## About this task
Repeat, please, only the lines from the top of the data down to the line with "Thank you for the photograph. Please indicate the green grass"; include both of those lines.

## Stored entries
━━━

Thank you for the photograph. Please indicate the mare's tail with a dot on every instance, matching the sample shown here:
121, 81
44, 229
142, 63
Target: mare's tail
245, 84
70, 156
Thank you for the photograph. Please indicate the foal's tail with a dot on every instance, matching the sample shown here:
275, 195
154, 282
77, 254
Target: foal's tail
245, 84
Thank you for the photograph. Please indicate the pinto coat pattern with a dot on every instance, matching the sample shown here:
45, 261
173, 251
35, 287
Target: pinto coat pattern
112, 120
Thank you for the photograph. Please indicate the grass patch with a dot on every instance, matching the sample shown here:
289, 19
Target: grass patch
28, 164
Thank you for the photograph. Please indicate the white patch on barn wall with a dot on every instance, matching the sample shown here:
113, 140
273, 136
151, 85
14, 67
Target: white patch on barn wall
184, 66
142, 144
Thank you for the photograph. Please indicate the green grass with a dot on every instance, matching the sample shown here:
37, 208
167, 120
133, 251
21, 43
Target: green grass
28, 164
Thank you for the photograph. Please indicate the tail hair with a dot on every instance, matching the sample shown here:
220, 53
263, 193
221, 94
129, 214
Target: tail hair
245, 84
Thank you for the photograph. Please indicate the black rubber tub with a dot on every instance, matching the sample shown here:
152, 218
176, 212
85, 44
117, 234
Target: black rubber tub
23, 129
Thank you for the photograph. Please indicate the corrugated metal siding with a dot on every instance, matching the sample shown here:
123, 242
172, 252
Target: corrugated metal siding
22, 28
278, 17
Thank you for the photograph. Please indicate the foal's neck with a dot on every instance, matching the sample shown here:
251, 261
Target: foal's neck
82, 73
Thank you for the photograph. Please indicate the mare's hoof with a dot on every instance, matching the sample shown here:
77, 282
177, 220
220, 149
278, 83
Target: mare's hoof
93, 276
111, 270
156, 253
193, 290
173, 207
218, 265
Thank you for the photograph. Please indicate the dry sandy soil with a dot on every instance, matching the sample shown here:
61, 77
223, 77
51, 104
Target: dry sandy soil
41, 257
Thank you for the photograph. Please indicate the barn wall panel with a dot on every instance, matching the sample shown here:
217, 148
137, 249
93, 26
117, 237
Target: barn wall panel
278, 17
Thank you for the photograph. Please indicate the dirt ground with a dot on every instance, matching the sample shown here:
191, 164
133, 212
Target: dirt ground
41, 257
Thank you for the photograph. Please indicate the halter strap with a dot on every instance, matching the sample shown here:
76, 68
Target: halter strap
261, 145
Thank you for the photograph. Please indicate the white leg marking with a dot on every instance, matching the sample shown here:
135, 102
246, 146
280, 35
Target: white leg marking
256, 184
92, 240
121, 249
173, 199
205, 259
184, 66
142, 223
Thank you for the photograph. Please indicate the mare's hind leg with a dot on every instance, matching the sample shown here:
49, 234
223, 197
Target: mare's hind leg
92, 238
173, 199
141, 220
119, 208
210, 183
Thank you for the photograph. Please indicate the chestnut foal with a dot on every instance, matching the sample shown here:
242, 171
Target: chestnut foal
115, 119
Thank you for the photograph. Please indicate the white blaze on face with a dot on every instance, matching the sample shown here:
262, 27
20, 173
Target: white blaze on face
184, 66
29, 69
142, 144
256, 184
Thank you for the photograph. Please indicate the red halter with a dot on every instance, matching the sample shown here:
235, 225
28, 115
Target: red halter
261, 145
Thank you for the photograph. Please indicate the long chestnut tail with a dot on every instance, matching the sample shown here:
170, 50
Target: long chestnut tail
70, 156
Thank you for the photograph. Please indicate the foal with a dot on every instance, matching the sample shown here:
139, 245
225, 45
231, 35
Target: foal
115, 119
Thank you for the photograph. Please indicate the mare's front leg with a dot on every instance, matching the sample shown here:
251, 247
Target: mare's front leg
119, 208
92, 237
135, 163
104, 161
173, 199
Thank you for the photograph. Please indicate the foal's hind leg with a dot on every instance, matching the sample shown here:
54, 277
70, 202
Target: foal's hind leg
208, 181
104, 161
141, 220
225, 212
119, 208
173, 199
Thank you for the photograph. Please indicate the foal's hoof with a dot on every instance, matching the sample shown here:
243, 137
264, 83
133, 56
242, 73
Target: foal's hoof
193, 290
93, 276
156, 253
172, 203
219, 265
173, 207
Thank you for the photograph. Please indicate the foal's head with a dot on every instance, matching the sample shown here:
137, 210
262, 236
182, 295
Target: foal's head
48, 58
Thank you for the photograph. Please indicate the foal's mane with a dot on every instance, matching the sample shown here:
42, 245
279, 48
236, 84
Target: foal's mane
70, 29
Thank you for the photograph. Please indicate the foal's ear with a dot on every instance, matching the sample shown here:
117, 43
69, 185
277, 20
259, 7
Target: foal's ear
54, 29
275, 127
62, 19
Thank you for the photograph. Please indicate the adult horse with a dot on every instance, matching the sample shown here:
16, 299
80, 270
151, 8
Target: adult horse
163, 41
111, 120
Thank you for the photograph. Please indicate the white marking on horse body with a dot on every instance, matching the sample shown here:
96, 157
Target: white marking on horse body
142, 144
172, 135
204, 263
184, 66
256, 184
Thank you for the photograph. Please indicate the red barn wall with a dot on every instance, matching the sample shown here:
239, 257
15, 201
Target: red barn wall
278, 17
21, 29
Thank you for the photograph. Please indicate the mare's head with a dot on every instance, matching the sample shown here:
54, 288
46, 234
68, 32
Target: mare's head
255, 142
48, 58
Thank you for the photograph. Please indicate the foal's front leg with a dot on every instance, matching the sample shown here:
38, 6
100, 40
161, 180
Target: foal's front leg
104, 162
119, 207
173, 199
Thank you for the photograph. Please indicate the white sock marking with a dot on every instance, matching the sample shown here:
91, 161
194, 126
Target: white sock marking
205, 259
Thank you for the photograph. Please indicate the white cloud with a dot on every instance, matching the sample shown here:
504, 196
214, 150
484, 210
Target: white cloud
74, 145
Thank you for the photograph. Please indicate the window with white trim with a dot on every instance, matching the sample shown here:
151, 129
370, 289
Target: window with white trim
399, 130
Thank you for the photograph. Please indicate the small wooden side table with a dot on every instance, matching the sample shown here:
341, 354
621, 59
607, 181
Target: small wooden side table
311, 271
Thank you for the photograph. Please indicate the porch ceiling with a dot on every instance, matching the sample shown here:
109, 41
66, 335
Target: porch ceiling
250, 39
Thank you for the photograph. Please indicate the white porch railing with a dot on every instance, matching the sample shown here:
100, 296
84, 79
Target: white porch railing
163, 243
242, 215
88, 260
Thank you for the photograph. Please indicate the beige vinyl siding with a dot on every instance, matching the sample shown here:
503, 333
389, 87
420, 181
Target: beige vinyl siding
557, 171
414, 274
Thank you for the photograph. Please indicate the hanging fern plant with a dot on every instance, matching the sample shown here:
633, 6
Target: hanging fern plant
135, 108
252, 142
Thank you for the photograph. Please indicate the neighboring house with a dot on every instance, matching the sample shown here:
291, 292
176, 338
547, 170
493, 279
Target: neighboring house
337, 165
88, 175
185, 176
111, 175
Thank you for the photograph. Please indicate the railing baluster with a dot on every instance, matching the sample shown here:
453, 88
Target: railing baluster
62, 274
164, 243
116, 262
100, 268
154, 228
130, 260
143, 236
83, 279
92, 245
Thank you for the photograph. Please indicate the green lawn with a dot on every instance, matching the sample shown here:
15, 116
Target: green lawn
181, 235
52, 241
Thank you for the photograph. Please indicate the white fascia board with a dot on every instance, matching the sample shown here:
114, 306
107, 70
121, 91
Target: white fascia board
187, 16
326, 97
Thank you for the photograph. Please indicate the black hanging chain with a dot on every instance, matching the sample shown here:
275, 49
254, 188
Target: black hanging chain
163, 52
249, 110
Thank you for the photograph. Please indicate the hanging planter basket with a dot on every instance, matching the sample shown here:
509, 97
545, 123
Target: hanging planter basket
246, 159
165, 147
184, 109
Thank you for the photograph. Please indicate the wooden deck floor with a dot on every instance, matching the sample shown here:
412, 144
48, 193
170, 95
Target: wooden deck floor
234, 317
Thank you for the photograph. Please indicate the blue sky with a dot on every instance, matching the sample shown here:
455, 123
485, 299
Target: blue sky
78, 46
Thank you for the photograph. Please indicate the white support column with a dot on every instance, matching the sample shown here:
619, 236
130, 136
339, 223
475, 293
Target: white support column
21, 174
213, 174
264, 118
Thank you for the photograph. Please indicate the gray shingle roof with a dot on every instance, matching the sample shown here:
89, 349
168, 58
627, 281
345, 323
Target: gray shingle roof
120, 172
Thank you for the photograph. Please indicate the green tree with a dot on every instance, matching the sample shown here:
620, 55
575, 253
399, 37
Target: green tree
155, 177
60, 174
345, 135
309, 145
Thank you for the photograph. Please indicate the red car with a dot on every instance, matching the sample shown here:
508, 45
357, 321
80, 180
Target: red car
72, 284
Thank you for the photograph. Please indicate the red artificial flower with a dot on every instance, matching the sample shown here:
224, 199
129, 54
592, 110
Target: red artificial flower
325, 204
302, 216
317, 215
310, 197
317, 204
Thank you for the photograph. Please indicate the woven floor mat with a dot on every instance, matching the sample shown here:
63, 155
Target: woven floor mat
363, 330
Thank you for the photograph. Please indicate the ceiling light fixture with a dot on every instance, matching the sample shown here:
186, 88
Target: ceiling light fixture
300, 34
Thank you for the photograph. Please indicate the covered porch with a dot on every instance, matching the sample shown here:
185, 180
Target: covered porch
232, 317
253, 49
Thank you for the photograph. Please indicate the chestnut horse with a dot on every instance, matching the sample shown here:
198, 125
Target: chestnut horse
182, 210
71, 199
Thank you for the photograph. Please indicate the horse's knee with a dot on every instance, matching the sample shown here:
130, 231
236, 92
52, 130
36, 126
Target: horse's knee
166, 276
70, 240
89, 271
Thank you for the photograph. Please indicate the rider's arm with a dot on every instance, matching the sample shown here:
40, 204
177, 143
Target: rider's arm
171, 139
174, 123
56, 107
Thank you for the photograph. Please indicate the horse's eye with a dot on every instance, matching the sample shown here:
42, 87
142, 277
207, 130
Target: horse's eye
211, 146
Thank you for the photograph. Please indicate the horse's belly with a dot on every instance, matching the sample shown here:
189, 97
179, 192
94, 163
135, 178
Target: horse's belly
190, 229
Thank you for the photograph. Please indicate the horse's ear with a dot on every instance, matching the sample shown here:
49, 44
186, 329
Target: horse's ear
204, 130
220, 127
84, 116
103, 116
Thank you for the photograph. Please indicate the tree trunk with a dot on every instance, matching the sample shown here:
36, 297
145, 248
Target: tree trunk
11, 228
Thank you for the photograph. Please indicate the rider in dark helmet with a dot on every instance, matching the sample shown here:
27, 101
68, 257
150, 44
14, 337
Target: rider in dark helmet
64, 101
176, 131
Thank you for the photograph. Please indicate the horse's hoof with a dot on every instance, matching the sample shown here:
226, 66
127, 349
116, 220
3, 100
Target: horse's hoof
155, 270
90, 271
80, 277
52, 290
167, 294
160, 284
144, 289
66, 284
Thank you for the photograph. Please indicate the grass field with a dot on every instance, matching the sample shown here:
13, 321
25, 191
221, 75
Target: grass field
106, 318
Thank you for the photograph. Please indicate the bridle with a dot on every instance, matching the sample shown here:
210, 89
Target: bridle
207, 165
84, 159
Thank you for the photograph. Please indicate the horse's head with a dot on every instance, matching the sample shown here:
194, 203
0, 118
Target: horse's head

━━━

## Response for this exercise
Thank you for the photograph. Please indicate the mare's tail with a dot on every instance, matching the sample shown here:
121, 81
44, 229
142, 63
Target: mare's tail
245, 84
70, 156
Thank you for the photograph. Please indicate the foal's tail with a dot on every instance, matching the sample shown here:
275, 195
154, 282
77, 254
Target: foal's tail
245, 84
Thank you for the photograph. Please indicate the pinto coat pattern with a dot on every instance, matching the sample shown here:
45, 261
173, 251
35, 287
Target: pinto coat pattern
112, 120
Thank you for the photograph. Please indicate the grass patch with a dot on every instance, matching the sample shown here:
289, 19
Target: grass patch
28, 164
Thank you for the photograph. Please indicate the white patch on barn wall with a dot on every instance, matching the sample shown here:
113, 140
273, 136
151, 85
14, 67
Target: white patch on barn wall
184, 66
142, 144
Thank you for the photograph. Please indicate the green grass with a dot on every instance, matching the sample shown here:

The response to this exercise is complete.